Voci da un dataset
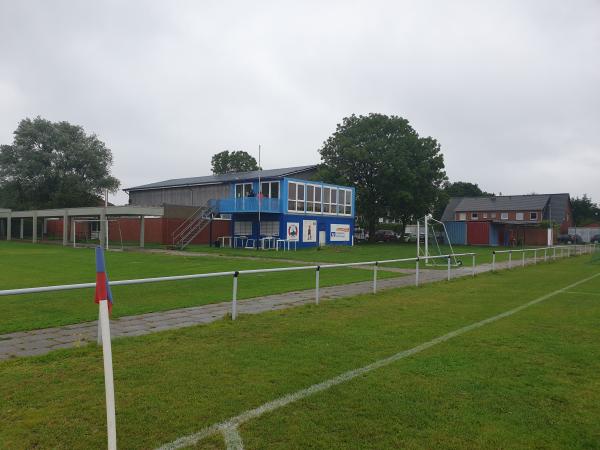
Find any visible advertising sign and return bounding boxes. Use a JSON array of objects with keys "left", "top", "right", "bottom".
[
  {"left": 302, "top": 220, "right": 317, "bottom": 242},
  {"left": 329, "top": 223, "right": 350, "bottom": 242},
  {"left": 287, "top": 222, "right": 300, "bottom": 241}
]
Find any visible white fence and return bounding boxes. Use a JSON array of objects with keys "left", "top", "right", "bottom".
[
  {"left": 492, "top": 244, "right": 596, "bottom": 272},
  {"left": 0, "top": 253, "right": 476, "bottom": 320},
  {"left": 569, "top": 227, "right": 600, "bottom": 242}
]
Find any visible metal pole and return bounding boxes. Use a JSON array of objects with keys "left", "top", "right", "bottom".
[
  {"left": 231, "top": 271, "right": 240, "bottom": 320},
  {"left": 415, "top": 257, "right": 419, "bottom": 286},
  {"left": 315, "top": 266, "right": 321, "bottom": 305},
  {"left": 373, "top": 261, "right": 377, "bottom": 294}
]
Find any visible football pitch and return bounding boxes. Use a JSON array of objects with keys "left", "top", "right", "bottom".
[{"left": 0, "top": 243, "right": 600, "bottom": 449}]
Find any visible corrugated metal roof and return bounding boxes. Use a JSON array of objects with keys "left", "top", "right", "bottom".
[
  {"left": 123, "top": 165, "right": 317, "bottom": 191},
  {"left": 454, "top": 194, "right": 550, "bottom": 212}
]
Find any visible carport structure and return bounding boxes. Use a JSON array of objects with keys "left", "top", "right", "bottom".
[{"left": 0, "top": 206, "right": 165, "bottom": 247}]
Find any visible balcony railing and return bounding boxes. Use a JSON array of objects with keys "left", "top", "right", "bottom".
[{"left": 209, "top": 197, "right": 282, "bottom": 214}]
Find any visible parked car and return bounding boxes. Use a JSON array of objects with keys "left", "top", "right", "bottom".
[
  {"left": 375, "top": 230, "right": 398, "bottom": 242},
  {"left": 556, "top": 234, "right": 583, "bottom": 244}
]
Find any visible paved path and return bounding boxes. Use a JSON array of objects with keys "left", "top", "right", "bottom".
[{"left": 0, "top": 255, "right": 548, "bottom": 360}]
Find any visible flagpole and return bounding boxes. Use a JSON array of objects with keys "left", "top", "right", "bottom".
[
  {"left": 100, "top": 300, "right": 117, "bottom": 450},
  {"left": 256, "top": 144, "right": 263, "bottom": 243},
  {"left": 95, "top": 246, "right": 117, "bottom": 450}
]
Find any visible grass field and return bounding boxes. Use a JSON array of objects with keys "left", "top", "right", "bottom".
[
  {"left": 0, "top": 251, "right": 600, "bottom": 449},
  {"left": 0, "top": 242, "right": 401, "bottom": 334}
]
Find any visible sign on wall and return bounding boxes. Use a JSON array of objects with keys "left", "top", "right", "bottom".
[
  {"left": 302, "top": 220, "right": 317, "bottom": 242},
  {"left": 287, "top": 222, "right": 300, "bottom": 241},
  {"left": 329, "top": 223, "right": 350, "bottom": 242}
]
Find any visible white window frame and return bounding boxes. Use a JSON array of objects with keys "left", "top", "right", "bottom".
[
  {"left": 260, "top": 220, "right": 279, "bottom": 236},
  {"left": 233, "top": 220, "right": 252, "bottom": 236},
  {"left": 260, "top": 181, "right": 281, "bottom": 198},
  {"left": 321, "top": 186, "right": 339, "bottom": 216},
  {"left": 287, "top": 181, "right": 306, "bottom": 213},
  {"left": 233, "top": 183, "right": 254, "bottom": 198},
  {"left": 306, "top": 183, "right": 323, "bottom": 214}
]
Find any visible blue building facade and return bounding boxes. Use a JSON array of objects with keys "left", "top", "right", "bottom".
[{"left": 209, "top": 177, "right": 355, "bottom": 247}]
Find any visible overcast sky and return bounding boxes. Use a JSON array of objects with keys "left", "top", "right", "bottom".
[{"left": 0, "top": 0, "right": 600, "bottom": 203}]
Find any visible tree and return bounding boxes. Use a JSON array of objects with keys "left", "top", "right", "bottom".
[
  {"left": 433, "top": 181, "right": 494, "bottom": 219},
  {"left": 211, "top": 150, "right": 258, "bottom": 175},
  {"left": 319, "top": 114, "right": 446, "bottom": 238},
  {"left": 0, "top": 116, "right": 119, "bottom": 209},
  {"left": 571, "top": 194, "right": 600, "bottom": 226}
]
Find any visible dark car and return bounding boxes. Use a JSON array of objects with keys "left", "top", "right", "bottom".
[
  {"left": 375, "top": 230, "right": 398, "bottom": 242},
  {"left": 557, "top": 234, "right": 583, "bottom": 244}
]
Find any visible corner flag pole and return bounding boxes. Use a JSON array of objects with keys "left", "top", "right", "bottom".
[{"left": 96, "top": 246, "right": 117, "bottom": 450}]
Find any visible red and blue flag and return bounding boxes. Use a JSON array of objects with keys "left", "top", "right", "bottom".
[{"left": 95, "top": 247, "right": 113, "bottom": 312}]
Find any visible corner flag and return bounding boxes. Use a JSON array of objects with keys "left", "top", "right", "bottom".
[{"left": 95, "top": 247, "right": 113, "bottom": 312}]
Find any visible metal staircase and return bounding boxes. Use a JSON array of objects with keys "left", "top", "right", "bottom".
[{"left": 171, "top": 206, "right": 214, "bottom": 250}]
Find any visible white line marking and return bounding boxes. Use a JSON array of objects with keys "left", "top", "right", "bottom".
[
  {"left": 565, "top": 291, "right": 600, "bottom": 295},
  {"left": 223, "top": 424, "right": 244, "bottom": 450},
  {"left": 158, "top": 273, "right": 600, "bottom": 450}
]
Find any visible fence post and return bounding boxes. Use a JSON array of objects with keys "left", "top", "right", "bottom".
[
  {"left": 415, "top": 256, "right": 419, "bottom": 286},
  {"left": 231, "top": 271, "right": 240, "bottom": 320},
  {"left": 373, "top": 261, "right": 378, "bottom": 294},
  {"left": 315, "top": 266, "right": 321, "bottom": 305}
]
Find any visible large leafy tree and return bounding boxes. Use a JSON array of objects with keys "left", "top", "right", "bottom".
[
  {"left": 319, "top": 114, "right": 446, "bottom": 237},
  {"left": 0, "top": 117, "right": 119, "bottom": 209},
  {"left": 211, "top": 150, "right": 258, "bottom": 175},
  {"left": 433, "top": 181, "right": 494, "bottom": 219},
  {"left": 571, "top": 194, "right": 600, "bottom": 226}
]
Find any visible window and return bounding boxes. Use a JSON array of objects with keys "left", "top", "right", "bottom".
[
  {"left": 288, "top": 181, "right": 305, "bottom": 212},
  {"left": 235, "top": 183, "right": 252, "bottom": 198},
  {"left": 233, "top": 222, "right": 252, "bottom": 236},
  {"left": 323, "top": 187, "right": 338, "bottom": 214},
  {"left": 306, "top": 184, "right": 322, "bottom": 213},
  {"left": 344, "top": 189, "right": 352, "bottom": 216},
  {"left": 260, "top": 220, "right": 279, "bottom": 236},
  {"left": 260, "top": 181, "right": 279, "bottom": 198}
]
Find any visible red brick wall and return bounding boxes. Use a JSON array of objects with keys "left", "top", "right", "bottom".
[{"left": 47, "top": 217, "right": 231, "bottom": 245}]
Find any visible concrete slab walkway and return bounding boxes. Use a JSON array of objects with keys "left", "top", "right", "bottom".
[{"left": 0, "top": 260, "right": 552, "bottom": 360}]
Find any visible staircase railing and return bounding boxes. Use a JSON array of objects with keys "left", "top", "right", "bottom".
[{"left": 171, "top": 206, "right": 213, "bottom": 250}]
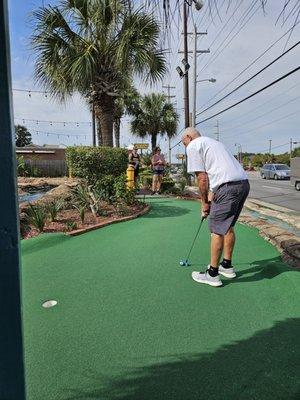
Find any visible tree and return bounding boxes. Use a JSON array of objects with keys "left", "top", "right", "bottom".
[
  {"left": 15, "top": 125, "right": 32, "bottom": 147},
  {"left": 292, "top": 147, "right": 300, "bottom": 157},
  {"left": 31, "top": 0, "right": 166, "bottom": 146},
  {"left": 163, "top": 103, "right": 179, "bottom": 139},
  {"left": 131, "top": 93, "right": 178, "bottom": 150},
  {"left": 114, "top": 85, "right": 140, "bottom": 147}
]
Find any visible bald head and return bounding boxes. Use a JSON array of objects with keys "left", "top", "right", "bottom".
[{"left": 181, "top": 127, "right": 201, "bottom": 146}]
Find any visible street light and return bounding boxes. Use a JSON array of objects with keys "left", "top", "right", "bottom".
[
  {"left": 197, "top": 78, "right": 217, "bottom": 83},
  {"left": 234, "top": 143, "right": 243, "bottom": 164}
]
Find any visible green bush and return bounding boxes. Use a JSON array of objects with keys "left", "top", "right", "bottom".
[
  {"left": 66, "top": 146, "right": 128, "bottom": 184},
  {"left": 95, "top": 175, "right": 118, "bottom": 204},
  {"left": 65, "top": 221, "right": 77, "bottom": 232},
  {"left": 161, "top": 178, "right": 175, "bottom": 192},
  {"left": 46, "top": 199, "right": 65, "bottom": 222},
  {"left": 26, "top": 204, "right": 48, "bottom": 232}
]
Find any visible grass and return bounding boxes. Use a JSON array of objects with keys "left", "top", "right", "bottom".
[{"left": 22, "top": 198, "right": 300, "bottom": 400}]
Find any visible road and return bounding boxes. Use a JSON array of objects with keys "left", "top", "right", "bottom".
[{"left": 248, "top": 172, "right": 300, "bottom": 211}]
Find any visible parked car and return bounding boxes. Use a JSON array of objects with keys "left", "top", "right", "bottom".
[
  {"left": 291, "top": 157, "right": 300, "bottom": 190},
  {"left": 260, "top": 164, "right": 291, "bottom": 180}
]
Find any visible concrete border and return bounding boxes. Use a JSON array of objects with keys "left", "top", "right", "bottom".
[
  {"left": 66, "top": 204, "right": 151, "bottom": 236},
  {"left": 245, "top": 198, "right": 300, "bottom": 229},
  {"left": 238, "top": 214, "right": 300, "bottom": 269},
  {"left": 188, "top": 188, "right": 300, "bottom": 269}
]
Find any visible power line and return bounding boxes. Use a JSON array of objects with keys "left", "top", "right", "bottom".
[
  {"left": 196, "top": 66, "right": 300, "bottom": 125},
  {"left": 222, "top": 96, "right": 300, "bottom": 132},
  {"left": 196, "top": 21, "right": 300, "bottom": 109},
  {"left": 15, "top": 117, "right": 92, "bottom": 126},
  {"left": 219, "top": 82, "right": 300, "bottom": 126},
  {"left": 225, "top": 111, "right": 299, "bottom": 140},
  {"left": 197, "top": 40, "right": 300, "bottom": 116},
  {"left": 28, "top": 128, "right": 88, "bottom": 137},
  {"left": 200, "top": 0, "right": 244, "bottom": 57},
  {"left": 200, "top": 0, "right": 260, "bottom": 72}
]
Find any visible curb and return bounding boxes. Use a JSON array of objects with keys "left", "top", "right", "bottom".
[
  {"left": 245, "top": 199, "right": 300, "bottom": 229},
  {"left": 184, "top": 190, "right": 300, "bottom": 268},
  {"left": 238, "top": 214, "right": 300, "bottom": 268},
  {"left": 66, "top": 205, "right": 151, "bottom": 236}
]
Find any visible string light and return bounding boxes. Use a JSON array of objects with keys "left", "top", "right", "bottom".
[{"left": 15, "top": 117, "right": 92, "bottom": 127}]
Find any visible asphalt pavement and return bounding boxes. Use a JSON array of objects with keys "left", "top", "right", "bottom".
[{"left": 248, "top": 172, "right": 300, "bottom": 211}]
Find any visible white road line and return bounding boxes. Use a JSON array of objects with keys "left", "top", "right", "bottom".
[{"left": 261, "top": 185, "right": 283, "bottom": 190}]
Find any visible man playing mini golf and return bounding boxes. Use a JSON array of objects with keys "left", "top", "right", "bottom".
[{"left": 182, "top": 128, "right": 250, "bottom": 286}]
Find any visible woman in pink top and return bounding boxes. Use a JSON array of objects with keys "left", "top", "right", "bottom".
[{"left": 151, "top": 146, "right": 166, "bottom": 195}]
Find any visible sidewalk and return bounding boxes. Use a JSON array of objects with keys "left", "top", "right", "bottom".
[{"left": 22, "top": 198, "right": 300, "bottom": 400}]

==

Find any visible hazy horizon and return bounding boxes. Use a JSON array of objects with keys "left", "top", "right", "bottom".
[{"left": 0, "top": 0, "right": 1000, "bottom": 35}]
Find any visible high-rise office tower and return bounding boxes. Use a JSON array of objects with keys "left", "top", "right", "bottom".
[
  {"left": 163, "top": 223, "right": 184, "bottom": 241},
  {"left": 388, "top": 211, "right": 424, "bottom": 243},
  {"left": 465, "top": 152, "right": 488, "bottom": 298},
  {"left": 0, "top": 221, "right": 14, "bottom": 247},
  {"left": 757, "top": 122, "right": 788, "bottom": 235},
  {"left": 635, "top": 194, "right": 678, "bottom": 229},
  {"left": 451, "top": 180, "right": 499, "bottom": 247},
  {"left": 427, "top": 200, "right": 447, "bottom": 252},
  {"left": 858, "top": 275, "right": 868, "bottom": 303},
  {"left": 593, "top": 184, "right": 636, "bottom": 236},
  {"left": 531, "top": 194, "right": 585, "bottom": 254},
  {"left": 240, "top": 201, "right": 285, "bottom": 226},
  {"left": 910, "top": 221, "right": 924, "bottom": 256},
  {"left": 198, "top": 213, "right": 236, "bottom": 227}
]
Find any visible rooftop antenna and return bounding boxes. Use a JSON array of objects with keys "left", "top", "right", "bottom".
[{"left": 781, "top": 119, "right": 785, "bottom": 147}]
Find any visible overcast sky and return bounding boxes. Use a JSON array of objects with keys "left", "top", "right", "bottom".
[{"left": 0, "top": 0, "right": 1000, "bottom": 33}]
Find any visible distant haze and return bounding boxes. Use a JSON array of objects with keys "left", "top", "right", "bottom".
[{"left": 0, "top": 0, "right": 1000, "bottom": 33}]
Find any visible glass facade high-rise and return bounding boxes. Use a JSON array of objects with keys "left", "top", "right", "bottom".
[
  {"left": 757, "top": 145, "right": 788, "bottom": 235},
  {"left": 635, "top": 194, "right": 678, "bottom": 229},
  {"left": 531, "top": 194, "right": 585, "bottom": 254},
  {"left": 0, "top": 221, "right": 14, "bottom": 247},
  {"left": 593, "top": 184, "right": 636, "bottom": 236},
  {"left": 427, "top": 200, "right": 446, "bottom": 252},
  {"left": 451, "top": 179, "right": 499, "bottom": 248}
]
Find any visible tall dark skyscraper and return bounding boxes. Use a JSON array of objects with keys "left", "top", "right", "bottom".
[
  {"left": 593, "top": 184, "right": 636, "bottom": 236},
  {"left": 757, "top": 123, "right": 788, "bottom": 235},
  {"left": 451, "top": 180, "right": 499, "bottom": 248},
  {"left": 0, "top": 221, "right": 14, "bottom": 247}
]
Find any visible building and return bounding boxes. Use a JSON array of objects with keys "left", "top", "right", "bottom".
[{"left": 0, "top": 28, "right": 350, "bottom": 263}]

OBIETTIVO
Individua nel listing tutte le righe che contengono la parola "dark" e ricopiale. Conta la distinzione tra maiuscole e minuscole.

RISPOSTA ALL'ESERCIZIO
Find any visible dark car and return bounding boxes. Use a JSON array of objects with keys "left", "top", "right", "bottom".
Find any visible tall dark skyscraper and return bounding boxes. Use a JSON array of objects with keys "left", "top", "right", "bottom".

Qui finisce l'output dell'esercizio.